** Excerpt follows **

Check out my video where I explain the one-liner to you in a step-by-step manner:
https://click.mlflow.com/link/c/YT0xODE1ODg1MTU5MjI0ODQyNTM5JmM9eDFlNSZlPTAmYj02NDc5Nzg3MzEmZD13OGkzcjN6.HgWMAB7ft0Z21fiBVzNagM3QhXcXxcs3VA40ii21TZ4

# Trick 3/10
When given a list of strings, our next one-liner creates a new list of tuples, each consisting of a Boolean and the original string.

The Boolean value indicates whether the string 'anonymous' appears in the original string!

Here's the sample code:

## Data

In [None]:
t = ['lambda functions are anonymous functions.',
     'anonymous functions dont have a name.',
     'functions are objects in Python.']
q = 'anonymous' # query
print(t)

## One-Liner

In [None]:
mark = map(lambda s: (1, s) if q in s else (0, s), t)

## Result

In [None]:
print(list(mark))

We call the resulting list mark because the Boolean values mark the string elements in the list that contain the string 'anonymous'.

The map() function adds a Boolean value to each string element in the original txt list. This Boolean isTrue if the string element contains the word 'anonymous'. The first argument is the anonymous lambda function, and the second is a list of strings you want to check for the desired string.

You use the lambda return expression (1, s) if 'anonymous' in s else (0, s) to search for the 'anonymous' string. The value s is the input argument of the lambda function, which, in this example, is a string.

If the string query 'anonymous' exists in the string, the expression returns the tuple (1, s). Otherwise, it returns the tuple (0, s).

The result of the one-liner is the following:

## Result

In [None]:
print(list(mark))

[(1, 'lambda functions are anonymous functions.'),
(1, 'anonymous functions dont have a name.'),
(0, 'functions are objects in Python.')]

Video course:
https://click.mlflow.com/link/c/YT0xODE2NjA5OTUyMjg2OTA3MjAwJmM9bjd0OSZlPTAmYj02NDk1NDAzMzAmZD1pNHI0aTdi.RBajVa8Tlp2hZEWdTaliZQiv5OBfQz6d7jtzgxg9jNA

# Trick 4/10
This one-liner teaches you some critical Python skills: 

slicing, 
the ternary operator, and 
the string find() method.
Problem Description

Your goal is to find a particular text query within a multiline string. You want to find the query in the text and return its immediate environment, up to 18 positions around the matching query string.

You may ask - why? - and rightly so! 

Extracting the environment of the query is useful for search context—just as the Google search engine presents text snippets around a found keyword. 

Solution

In the following code example, you’re looking for the string 'SQL' in an Amazon letter to shareholders—with the immediate environment of up to 18 positions around the string 'SQL'.

Here's the one-liner solution:

## Data

In [None]:
letters_amazon = '''
We spent several years building our own database engine,
Amazon Aurora, a fully-managed MySQL and PostgreSQL-compatible
service with the same or better durability and availability as
the commercial engines, but at one-tenth of the cost. We were
not surprised when this worked.

** End of Excerpt **
** Extracted material follows **

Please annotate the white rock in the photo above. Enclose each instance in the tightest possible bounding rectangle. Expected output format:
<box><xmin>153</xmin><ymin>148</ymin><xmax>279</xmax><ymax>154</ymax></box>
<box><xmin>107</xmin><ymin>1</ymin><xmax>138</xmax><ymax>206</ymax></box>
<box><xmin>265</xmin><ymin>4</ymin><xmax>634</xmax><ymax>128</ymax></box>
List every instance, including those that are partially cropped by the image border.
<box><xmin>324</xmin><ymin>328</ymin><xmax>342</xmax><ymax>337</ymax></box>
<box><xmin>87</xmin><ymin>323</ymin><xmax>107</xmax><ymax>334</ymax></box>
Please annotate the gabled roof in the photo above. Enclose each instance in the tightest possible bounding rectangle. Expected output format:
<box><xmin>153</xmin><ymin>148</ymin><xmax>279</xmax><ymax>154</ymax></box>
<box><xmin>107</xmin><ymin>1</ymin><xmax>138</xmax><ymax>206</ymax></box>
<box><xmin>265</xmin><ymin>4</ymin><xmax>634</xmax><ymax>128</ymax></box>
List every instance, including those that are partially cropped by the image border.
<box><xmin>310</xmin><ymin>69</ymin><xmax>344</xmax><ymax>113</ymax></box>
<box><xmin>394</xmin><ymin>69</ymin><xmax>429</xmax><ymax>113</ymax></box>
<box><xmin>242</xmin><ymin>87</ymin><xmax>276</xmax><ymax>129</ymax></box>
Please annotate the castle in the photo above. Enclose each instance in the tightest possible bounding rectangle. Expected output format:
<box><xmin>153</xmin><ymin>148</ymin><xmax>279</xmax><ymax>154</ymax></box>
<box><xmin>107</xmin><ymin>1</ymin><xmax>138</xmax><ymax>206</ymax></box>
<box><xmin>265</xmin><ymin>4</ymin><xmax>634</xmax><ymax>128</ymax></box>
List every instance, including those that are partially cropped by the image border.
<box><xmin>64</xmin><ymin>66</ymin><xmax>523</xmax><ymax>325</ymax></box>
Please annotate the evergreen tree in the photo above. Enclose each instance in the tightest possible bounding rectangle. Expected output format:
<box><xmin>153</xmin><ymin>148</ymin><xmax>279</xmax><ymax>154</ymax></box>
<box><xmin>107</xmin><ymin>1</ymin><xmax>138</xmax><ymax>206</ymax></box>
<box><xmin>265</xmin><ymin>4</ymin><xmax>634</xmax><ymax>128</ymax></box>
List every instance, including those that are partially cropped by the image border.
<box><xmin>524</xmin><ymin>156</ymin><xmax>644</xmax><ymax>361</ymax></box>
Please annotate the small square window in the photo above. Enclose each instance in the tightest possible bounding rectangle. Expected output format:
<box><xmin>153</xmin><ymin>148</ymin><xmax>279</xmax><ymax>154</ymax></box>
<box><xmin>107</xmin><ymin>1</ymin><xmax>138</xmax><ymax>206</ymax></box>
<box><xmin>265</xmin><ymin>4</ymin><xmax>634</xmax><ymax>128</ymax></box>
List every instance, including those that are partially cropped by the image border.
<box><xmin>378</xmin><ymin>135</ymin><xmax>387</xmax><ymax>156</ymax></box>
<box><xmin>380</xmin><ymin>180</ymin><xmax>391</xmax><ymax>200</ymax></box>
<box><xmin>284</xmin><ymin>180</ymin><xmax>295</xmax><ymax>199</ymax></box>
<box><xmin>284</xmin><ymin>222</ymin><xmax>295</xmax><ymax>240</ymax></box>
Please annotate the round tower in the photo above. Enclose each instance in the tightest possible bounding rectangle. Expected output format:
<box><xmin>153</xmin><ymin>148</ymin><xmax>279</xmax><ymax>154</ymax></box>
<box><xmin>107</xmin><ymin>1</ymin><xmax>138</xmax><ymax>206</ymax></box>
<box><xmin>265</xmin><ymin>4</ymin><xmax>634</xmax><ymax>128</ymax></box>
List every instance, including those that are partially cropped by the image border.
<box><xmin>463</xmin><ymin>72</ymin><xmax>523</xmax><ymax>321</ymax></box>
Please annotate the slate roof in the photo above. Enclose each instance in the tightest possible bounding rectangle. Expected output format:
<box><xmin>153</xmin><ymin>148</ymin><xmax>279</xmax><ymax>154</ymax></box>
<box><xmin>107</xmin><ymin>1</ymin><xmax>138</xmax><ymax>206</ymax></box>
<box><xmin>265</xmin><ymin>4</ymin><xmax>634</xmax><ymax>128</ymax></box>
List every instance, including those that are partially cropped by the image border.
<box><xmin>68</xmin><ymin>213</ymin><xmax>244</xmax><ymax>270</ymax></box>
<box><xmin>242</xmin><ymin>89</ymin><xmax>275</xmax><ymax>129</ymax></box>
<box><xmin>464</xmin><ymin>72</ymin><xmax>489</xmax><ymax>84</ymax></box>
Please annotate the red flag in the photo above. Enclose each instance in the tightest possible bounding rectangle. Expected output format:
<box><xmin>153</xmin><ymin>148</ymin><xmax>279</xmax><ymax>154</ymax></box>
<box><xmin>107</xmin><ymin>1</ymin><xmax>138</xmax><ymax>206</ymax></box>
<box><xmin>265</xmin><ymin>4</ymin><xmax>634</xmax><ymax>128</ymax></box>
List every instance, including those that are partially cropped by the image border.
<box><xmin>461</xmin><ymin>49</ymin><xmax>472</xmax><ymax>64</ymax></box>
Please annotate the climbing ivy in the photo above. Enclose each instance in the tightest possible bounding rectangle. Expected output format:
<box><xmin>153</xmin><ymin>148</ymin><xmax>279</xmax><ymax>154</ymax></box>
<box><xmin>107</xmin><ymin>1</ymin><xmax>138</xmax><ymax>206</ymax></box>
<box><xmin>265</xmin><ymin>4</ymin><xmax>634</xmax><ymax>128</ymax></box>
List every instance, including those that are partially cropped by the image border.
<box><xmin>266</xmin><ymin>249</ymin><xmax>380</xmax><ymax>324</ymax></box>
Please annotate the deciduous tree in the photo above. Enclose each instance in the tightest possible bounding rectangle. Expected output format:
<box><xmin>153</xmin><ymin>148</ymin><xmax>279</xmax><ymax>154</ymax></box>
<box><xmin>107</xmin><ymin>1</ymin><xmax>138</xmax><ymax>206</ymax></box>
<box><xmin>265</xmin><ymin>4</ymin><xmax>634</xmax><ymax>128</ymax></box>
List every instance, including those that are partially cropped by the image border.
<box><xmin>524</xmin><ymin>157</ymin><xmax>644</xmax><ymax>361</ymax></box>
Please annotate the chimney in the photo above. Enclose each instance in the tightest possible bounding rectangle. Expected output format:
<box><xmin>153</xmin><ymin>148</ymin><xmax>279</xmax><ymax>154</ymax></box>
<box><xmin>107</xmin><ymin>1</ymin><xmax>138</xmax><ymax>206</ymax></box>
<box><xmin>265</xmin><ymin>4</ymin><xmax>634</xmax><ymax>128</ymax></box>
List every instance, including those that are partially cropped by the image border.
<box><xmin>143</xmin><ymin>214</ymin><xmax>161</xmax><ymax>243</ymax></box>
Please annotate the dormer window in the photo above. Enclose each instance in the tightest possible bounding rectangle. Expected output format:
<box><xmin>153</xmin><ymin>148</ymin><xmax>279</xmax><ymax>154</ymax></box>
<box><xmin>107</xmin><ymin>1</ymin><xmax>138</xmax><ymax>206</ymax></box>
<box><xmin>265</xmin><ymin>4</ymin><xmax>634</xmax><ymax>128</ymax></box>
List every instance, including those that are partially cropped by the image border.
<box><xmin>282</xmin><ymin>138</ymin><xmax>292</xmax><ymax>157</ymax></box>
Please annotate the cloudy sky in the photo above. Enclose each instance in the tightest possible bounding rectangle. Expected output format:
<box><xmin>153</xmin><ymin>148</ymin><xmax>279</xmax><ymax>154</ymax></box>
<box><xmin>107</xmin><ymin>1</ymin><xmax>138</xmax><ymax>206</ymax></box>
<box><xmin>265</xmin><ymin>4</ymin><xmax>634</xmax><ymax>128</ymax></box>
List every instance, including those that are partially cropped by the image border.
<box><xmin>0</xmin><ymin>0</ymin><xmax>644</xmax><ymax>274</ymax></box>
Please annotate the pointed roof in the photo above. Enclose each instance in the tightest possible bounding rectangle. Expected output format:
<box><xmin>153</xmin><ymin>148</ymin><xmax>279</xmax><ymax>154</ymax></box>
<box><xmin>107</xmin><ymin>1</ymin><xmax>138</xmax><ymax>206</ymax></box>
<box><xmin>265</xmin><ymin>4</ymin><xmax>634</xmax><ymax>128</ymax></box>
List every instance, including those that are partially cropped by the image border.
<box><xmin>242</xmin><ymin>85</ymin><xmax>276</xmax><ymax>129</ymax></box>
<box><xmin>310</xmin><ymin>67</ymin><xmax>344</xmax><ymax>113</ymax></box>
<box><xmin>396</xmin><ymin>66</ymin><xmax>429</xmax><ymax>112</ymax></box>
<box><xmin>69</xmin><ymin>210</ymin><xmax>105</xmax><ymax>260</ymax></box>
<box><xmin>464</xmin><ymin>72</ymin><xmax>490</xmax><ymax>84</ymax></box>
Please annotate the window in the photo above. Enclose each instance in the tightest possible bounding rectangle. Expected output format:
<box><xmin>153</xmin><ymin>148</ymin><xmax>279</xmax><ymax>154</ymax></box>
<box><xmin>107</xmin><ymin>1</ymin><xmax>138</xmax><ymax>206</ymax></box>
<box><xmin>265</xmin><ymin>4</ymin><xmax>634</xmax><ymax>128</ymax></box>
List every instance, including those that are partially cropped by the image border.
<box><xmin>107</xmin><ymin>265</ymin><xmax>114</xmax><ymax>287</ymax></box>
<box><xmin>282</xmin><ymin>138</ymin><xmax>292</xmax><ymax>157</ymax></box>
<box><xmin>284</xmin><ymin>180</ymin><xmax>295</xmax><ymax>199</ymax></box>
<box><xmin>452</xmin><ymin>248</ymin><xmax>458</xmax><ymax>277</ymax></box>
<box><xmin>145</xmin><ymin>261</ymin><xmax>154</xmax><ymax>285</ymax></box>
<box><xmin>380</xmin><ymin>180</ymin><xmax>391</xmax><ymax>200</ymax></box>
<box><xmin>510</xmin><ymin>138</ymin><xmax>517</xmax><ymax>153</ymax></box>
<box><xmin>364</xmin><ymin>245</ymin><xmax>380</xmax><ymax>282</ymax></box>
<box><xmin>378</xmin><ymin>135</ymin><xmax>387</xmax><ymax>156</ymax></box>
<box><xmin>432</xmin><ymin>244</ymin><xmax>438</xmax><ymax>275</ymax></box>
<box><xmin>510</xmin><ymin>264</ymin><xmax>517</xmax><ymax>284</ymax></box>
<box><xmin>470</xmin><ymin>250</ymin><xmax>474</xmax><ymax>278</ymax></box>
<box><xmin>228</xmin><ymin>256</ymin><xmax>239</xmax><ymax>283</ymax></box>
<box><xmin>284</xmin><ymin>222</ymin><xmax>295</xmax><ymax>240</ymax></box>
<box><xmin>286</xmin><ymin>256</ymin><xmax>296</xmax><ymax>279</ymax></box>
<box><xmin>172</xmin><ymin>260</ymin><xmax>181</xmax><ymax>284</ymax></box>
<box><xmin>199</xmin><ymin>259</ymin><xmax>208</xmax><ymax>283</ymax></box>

** End of Extracted material **

▸ Problems to solve:
1. What does the Boolean value in each tuple indicate in the Python one-liner text?
2. Pick up the Python one-liner text at the point where it stops and keep writing it.
You won't need the records for this.

▸ Replies:
1. It indicates whether the string 'anonymous' appears in the original string.

2.
'''

## One-Liner

In [None]:
find = lambda txt, q: txt[txt.find(q)-18:txt.find(q)+18]

## Result

In [None]:
print(find(letters_amazon, 'SQL'))

## a fully-managed MySQL and PostgreSQL

You define a lambda function with two arguments: string value x, and query q to search for in the text. 

You assign the lambda function to the name find. The function find(x, q) finds the string query q in the string text x.

If query q does not appear in string x, you directly return the result -1. 

Otherwise, you use slicing on the text string to carve out the first occurrence of the query, plus 18 characters to the left of the query and 18 characters to the right, to capture the query’s environment.

The index of the first occurrence of q in x uses the string function x.find(q). You call the function twice: to help determine the start index and the stop index of the slice, but both function calls return the same value because query q and string x do not change.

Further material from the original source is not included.